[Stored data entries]

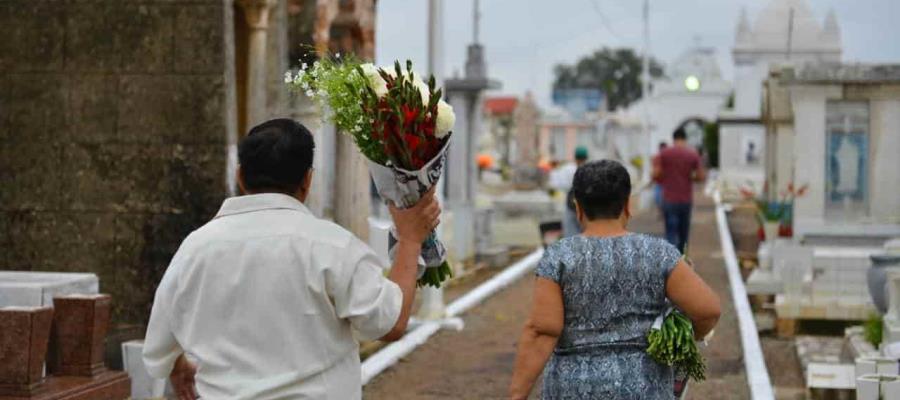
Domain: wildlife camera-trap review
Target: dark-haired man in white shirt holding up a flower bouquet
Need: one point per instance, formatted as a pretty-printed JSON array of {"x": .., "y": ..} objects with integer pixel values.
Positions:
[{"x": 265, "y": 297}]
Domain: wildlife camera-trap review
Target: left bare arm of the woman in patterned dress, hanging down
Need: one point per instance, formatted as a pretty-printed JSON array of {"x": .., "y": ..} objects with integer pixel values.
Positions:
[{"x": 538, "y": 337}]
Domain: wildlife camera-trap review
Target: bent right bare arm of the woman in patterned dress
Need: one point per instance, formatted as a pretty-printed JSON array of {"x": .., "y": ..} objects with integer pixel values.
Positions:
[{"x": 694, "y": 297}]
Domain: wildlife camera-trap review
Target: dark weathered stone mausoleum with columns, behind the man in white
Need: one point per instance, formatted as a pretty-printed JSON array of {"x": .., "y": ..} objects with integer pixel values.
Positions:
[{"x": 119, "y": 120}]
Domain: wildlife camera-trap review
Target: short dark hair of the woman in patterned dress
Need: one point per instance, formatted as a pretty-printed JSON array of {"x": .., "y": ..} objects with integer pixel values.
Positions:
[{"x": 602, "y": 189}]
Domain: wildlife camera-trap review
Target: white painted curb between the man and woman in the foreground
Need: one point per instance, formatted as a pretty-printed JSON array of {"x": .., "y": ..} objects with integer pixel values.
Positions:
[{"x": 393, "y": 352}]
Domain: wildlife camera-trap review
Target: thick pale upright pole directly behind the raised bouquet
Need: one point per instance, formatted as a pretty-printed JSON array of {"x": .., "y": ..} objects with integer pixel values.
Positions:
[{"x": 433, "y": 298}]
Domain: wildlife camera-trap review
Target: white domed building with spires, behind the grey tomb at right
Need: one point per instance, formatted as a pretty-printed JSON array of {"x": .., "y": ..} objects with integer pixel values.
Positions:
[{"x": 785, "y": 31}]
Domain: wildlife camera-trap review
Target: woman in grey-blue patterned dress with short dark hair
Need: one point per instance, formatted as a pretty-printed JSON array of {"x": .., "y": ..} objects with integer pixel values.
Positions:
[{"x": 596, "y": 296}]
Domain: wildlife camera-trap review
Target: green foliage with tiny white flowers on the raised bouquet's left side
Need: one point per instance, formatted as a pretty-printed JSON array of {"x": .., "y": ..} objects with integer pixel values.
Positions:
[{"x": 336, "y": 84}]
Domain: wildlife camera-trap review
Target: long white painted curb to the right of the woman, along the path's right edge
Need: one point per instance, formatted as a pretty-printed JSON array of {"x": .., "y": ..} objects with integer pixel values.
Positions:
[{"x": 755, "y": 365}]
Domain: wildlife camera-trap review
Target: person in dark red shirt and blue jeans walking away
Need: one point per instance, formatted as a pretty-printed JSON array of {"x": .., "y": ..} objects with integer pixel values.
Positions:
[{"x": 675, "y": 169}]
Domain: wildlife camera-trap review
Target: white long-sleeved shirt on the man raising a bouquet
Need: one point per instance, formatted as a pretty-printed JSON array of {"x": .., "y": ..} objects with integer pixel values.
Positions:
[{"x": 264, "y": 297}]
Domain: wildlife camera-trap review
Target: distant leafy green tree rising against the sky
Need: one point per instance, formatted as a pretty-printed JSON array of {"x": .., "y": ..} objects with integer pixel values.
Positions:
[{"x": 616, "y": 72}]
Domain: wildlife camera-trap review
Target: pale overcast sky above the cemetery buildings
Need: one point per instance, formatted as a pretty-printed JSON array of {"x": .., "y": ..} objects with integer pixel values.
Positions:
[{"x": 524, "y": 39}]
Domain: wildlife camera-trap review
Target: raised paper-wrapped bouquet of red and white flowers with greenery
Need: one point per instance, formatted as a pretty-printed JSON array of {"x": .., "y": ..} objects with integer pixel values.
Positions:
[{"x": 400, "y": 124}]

---

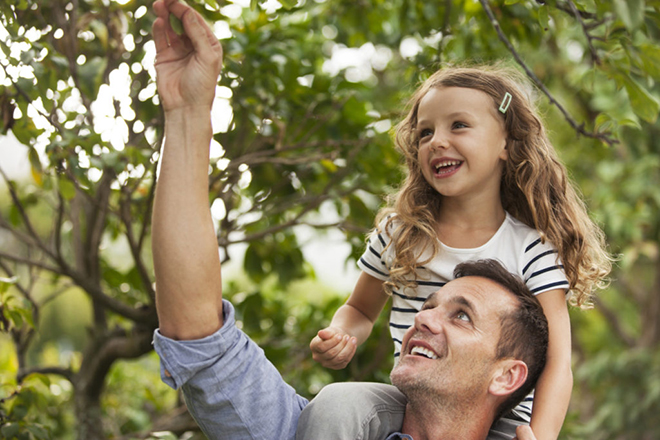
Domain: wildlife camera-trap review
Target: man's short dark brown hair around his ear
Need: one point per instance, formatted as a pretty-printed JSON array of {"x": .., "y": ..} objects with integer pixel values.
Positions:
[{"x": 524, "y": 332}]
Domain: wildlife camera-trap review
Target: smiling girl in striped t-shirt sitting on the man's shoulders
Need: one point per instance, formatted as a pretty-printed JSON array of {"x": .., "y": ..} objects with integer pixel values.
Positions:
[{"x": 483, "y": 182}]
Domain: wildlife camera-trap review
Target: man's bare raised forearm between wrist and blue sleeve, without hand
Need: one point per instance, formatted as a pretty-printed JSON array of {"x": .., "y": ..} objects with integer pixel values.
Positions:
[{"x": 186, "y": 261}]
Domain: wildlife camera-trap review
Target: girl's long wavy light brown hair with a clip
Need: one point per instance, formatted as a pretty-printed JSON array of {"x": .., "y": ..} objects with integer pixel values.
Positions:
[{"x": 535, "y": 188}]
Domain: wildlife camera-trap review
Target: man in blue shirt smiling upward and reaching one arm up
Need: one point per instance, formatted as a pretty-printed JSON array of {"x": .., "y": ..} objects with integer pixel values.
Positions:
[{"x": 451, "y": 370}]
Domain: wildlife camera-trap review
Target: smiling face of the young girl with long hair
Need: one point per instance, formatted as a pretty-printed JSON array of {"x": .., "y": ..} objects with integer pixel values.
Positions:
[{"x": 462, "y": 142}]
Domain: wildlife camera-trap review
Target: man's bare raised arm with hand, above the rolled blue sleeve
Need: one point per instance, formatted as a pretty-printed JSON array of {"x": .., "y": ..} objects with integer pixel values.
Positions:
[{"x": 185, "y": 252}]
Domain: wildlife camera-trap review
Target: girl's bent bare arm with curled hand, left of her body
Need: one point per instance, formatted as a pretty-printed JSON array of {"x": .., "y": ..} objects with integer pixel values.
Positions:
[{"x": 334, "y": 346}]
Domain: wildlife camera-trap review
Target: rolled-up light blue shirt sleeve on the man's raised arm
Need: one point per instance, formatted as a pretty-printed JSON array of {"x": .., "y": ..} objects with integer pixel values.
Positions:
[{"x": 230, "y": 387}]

### INSTRUCTIONS FOR THE TASK
Reproduce each line from the data that has "between" in it.

### SOLUTION TO THIS TASK
Target: white painted curb between the man and woman in the foreground
Target: man's bare raised forearm between wrist and blue sleeve, without hand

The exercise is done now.